• [Activity 1]: According to the CWEMap project page, what does the project use to check the CWEs assigned to CVEs?
• [Activity 2]: Pick up the CWEMap project page after its last sentence and continue it.
*** Text provided Section Begins ***
CyberSecAI / CWEMap

Apache License 2.0
0 stars 0 forks source link

Overview

Assigning CWEs to CVEs is hard for humans - it requires

There's 2 parts to CWE assignment:

  1. Proposing CWE assignments
  2. Checking existing CWE assignments

See https://cybersecai.github.io/Vulnrichment/Vulnrichment/ for much more details and context.

Propose CWE Assignments

A solution for augmenting manual assignment of CWEs was used effectively for suggesting CWEs to CVE Descriptions for CISA Vulnrichment.

This was not a production ready hosted scaled solution.

This project is about productionizing this.

Check CWE Assignments

This project uses a consensus of LLMs to check CWEs assigned to CVEs.

It was applied effectively to review all CISA Vulnrichment assigned CWEs, and a report was submitted to CISA.

Propose CWE Assignments

See System Architecture.

See Project Board.

See Demos.

Check CWE Assignments

Recipe

  1. vulnrichment_cwe.ipynb: Extract Vulnrichment CWE data to a CSV file with CVE Description, CWE ID
    1. One CVE-CWE pair per line
  2. llm_consensus.ipynb: Ask a consensus of LLMs to review assigned CVE Description, CWE ID
    1. Output: llm_consensus CSV file contains the responses from the LLMs.
    2. This is auto-generated and any errors are marked but not resolved.
    3. This is sorted by Consensus:
      1. Rows where both models disagree (both "No") will be at the top.
*** Text provided Section Ends ***
*** Data Section Begins ***
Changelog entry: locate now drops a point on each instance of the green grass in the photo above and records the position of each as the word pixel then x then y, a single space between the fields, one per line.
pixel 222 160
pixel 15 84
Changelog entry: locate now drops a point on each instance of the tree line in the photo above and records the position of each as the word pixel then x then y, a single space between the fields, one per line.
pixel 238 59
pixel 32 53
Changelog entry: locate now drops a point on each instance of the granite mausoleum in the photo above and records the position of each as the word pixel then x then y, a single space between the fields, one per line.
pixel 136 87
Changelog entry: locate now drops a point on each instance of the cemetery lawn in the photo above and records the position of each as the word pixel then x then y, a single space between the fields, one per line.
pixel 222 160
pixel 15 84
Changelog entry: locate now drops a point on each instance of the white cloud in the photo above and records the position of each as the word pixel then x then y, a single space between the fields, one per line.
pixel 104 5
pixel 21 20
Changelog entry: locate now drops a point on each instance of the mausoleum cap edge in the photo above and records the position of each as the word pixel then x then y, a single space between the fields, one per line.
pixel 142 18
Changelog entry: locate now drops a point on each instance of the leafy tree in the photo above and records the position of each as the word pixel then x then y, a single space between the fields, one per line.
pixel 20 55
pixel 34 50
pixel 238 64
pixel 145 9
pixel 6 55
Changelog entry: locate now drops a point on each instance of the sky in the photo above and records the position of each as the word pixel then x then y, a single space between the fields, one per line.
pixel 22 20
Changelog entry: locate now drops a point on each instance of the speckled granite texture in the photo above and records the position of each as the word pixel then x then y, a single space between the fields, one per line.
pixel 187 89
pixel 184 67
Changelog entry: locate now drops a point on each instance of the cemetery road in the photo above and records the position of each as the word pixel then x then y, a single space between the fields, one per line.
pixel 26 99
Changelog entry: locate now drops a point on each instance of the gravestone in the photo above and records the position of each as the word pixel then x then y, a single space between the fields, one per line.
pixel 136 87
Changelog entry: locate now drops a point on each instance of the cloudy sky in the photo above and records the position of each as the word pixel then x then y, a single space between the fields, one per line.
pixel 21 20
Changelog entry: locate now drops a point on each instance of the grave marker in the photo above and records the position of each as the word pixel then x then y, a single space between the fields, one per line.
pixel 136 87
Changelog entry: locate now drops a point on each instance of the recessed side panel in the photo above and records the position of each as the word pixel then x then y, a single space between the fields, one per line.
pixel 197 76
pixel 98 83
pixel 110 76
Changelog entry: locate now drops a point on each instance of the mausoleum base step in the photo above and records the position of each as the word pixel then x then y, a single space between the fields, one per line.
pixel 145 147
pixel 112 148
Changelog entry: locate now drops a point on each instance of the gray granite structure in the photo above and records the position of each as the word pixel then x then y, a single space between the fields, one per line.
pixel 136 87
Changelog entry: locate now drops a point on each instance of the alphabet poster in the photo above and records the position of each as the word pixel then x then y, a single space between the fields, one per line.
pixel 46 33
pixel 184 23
*** Data Section Ends ***
• [Task response 1]: A consensus of LLMs.

• [Task response 2]:
      2. These disagreement rows will be sorted by average confidence in descending order.
      3. Rows with null or invalid values for agreements or confidences will be placed at the end. These are where there was an error processing the batch.
    4. This takes ~10 minutes to run for ~1800 CVE CWE assignments asking 2 LLMs and costs < $5.
  3. chatgpt_batch.ipynb: Ask chatgpt4o in batch mode to review assigned CVE Description, CWE ID
    1. Output: ./data_out/chatgpt_batch.csv with gpt-4o_Agree,gpt-4o_Rationale,gpt-4o_Confidence
  4. report.ipynb: Merge the llm_consensus and chatgpt_batch data.
    1. Merge the outputs from all 3 models i.e. the 2 output files above
    2. TODO: Sort by consensus
    3. Plot Consensus

Observations

  1. The 1800 CVE-CWE pairs consumed 233K tokens in ($0.70), 94K tokens out ($1.41), (based on Claude 3.5 stats https://console.anthropic.com/settings/usage where Output Tokens cost 5 times the cost of Input Tokens per https://console.anthropic.com/settings/plans).

Plots

CISA ADP CWE Assignment Plot

CISA ADP CWE Assignment Plot

CISA ADP CVE Descriptions Length Plot

CISA ADP CVE Descriptions Length Plot

LLM Consensus Confusion Matrix for Claude Sonnet 3.5, Gemini 1.5 Pro

Consensus Confusion Matrix

ParCat Plot for Claude Sonnet 3.5, Gemini 1.5 Pro, ChatGpt4o

ParCat Plot

This is an interactive version when you run report.ipynb that allows you to hover over the different bands and see the counts.

Value that isn't Yes or No is a missing value (due to errors during processing). These are mainly for Gemini.